Исаак Левитан - [8]

Шрифт
Интервал

Михаил Нестеров писал, что до появления крымских пейзажей Левитана «никто из русских художников так не почувствовал, не воспринял южной природы с ее опаловым морем, задумчивыми кипарисами, цветущим миндалем и всей элегичностью древней Тавриды. Левитан как бы первый открыл красоты южного берега Крыма». В самом деле, хотя крымские пейзажи и до Левитана, и одновременно с ним писали многие живописцы, в их работах природа часто представала не в неповторимо-«портретных» чертах, а в свете общеромантических представлений о красотах юга, «свободной стихии» и т. д. Иные из современников Левитана смотрели на южную природу скорее поверхностным взглядом курортника, изображая царские дворцы и модные ландшафты в их окрестностях. Левитан же запечатлел Крым вне ходульных эффектов и общих мест. В его работах южная природа предстает не с парадной, а с будничной стороны и в то же время исполненной поэзии.

Сакля в Алупке. Этюд. 1886 Государственная Третьяковская галерея, Москва
Берег моря. Крым. 1886 Государственный Русский музей, Санкт-Петербург

Море в тихую и ясную погоду (Берег моря. Крым), глинобитные татарские жилища (Сакля в Алупке, 1886), плавные очертания крымских гор с характерными мягкими переходами от плоских террас к гранитным уступам обветренных скал — вот мотивы, особенно привлекавшие внимание художника. Он внимательно прослеживал кистью подробности рельефа каменистых склонов, передавал характерное именно для крымской природы гармоническое сочетание нежной голубизны неба и моря и разбеленных серых и охристых тонов гор, поросших скудной растительностью.

== Задание ==
Ответьте на вопросы по тексту о крымских пейзажах Левитана.
(а) Кто утверждал, что Левитан «как бы первый открыл красоты южного берега Крыма»?
(б) Что, согласно тексту, изображали иные из современников Левитана, смотревшие на южную природу взглядом курортника?
(в) Сочетание каких тонов передавал Левитан как характерное именно для крымской природы?

== Исходные данные ==

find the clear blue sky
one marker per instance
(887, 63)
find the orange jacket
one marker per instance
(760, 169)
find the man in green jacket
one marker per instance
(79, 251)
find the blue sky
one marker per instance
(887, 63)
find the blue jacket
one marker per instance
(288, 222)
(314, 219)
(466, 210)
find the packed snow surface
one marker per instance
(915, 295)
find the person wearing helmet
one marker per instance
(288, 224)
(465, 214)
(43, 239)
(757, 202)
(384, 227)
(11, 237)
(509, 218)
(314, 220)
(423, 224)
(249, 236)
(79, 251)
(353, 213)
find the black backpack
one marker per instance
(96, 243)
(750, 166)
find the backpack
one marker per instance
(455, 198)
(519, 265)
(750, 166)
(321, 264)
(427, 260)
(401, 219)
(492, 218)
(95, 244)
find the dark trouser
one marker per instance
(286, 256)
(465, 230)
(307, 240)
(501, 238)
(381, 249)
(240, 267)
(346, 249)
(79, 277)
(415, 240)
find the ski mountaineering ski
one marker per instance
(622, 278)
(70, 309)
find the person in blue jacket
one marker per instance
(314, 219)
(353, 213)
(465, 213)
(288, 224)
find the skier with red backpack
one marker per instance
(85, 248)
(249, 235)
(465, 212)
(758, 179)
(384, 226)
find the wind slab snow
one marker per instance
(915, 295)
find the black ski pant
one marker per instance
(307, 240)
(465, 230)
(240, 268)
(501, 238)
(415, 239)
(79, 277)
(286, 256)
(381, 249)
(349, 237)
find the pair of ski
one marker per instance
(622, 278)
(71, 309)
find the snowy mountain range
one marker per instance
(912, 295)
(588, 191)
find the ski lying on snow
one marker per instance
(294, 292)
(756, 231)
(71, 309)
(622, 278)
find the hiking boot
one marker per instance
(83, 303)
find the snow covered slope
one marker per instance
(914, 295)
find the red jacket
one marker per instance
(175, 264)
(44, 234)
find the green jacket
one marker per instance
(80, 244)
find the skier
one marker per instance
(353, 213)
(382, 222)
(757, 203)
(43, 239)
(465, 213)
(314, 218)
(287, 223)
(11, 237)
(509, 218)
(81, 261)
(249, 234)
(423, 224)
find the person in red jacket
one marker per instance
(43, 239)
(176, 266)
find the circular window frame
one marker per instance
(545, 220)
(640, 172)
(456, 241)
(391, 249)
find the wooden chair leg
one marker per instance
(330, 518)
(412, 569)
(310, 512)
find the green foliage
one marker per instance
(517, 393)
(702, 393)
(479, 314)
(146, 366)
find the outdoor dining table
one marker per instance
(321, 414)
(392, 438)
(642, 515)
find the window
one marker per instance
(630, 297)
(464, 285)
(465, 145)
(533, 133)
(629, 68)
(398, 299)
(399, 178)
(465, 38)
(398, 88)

== Полный ответ ==
(а) Михаил Нестеров.
(б) Они изображали царские дворцы и модные ландшафты в их окрестностях.
(в) Гармоническое сочетание нежной голубизны неба и моря и разбеленных серых и охристых тонов гор, поросших скудной растительностью.